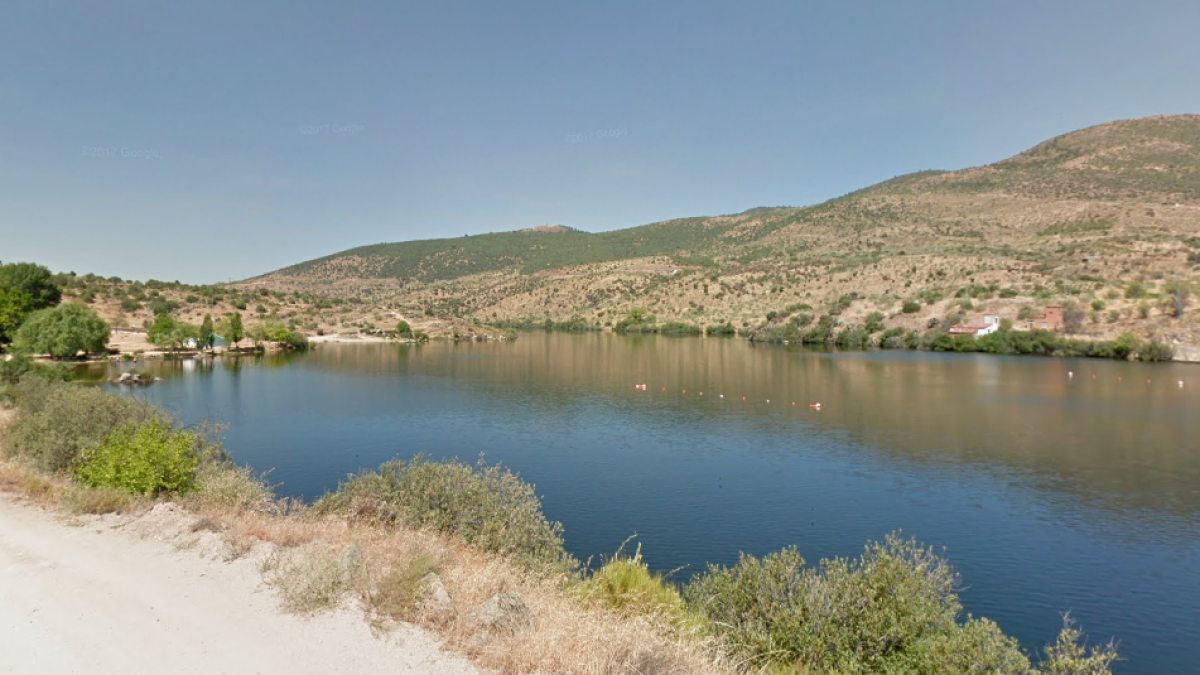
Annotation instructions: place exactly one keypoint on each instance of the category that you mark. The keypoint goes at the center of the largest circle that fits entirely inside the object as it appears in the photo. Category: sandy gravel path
(99, 596)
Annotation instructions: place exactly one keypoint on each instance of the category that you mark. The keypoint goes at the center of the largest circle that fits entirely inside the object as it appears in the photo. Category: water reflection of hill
(1126, 446)
(1123, 446)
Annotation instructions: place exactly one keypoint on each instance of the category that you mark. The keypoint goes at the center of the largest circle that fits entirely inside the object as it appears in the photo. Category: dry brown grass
(569, 637)
(313, 567)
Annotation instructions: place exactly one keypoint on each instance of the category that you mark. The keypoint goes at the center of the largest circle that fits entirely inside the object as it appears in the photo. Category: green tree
(207, 333)
(24, 288)
(162, 332)
(235, 329)
(63, 332)
(33, 281)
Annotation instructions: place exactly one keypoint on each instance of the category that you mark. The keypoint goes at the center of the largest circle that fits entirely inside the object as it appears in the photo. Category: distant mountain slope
(1079, 217)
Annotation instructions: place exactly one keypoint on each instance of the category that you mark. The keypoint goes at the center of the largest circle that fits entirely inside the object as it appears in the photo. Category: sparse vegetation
(486, 506)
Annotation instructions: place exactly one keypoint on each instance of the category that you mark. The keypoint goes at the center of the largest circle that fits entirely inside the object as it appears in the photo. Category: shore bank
(145, 593)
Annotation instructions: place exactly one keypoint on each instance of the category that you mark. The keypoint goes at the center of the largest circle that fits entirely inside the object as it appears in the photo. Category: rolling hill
(1107, 217)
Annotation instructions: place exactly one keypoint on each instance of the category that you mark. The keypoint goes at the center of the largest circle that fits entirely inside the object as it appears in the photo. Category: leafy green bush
(63, 332)
(58, 420)
(486, 506)
(721, 329)
(893, 609)
(148, 459)
(874, 322)
(678, 328)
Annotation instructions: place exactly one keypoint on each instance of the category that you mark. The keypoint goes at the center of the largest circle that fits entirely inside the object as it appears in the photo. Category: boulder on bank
(503, 614)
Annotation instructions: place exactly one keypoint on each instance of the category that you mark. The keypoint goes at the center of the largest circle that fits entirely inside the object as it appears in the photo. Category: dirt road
(97, 597)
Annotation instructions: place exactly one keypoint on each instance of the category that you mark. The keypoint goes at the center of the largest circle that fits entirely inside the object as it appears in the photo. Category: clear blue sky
(215, 141)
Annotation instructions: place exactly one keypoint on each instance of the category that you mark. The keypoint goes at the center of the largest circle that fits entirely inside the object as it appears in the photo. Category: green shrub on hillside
(148, 459)
(63, 332)
(678, 328)
(721, 329)
(893, 609)
(487, 506)
(58, 420)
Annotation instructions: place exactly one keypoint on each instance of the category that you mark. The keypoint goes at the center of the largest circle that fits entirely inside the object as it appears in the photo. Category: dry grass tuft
(397, 593)
(313, 578)
(82, 500)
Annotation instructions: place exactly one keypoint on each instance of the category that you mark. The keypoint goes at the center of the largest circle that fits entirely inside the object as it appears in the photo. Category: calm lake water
(1049, 491)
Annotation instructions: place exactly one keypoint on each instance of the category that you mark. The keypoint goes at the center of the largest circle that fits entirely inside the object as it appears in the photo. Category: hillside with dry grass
(1107, 219)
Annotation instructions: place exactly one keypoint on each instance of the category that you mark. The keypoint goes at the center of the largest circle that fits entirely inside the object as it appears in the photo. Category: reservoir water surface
(1050, 484)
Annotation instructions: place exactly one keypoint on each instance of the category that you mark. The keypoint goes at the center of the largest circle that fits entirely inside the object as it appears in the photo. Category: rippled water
(1053, 484)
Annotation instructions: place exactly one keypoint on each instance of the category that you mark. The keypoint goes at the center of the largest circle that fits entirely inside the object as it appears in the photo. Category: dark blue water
(1053, 485)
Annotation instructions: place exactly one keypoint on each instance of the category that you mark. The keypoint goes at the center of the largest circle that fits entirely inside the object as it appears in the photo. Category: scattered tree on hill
(63, 332)
(24, 288)
(231, 329)
(207, 333)
(162, 330)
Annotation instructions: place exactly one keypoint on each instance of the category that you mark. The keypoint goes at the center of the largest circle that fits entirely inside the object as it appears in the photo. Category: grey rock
(433, 599)
(502, 614)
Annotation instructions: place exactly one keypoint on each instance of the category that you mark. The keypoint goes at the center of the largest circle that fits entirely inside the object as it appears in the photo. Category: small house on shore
(990, 324)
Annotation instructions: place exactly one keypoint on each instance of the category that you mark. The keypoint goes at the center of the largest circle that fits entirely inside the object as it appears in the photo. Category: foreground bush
(489, 507)
(893, 609)
(628, 585)
(59, 420)
(143, 460)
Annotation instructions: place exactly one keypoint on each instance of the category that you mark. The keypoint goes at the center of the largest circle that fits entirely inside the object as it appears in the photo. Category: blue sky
(216, 141)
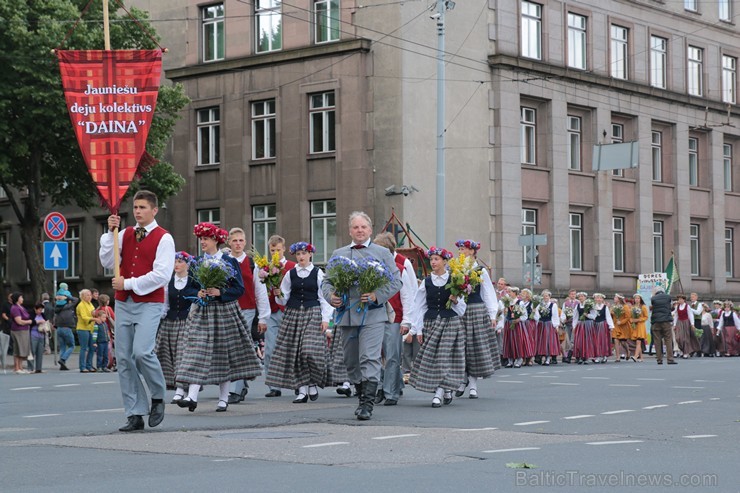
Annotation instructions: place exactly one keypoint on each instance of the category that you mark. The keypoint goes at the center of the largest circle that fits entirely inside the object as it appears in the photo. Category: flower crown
(444, 253)
(209, 230)
(302, 245)
(473, 245)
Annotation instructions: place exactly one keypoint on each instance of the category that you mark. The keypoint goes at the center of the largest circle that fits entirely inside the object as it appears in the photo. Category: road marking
(328, 444)
(389, 437)
(616, 442)
(510, 450)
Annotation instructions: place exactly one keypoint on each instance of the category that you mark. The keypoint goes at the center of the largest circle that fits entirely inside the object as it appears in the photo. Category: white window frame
(531, 30)
(658, 61)
(209, 135)
(212, 32)
(323, 229)
(577, 41)
(264, 129)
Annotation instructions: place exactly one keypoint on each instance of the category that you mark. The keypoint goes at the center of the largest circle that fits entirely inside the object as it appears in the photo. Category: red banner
(111, 97)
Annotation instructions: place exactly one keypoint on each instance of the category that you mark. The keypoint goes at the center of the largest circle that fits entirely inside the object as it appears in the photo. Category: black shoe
(156, 415)
(135, 423)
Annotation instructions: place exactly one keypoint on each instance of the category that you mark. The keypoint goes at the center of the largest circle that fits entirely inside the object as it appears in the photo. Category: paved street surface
(611, 427)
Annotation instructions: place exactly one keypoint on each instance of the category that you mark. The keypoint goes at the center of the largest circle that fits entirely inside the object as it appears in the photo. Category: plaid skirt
(441, 359)
(336, 370)
(217, 346)
(170, 337)
(481, 347)
(300, 353)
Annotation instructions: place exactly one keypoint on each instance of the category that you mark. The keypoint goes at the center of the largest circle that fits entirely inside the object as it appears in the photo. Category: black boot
(367, 401)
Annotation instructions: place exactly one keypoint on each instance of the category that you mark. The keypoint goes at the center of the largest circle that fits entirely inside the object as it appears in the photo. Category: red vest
(274, 307)
(395, 300)
(137, 259)
(247, 301)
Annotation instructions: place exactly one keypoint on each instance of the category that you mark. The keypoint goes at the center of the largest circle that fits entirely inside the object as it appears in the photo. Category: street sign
(56, 255)
(55, 226)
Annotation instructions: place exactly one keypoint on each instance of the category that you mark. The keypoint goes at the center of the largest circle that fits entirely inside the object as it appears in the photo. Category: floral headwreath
(442, 252)
(302, 245)
(473, 245)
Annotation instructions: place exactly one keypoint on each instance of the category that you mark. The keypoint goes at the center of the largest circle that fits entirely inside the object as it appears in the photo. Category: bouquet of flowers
(464, 278)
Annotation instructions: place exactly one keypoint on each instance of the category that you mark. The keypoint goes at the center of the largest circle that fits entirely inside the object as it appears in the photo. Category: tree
(40, 159)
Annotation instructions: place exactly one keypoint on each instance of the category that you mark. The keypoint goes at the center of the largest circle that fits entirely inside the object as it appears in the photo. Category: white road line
(390, 437)
(616, 442)
(328, 444)
(510, 450)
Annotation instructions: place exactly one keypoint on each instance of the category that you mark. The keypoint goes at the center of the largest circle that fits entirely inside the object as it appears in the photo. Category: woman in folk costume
(482, 356)
(440, 365)
(728, 327)
(638, 328)
(218, 347)
(180, 293)
(683, 325)
(621, 316)
(547, 318)
(300, 356)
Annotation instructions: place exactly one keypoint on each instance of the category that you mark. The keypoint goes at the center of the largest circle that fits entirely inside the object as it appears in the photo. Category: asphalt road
(612, 427)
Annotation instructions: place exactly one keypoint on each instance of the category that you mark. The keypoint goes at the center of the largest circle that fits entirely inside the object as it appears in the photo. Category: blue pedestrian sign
(56, 255)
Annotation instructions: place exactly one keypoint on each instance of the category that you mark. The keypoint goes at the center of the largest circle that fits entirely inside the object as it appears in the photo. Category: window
(729, 79)
(658, 61)
(694, 241)
(269, 27)
(618, 243)
(574, 143)
(529, 227)
(264, 225)
(658, 246)
(729, 252)
(576, 241)
(695, 71)
(693, 161)
(577, 41)
(724, 10)
(73, 246)
(209, 129)
(322, 109)
(619, 52)
(326, 20)
(263, 129)
(657, 156)
(532, 30)
(529, 139)
(727, 164)
(323, 229)
(212, 18)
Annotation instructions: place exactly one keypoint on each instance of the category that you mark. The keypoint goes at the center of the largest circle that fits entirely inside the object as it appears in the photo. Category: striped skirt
(170, 337)
(300, 353)
(217, 346)
(441, 359)
(517, 340)
(546, 341)
(482, 355)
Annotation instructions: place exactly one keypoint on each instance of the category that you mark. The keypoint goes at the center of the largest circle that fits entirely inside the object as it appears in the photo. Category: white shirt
______
JOB: Can you retype the lines from the one containing "Category: rolling hill" through the one containing "(1107, 217)", both included, with nothing changed?

FINAL RESULT:
Annotation instructions: place exactly one keypoint on each instance of the category that you mark. The keypoint goes at the center of the largest circle that fits entirely inside the object as it appears in the photo. Category: rolling hill
(1107, 217)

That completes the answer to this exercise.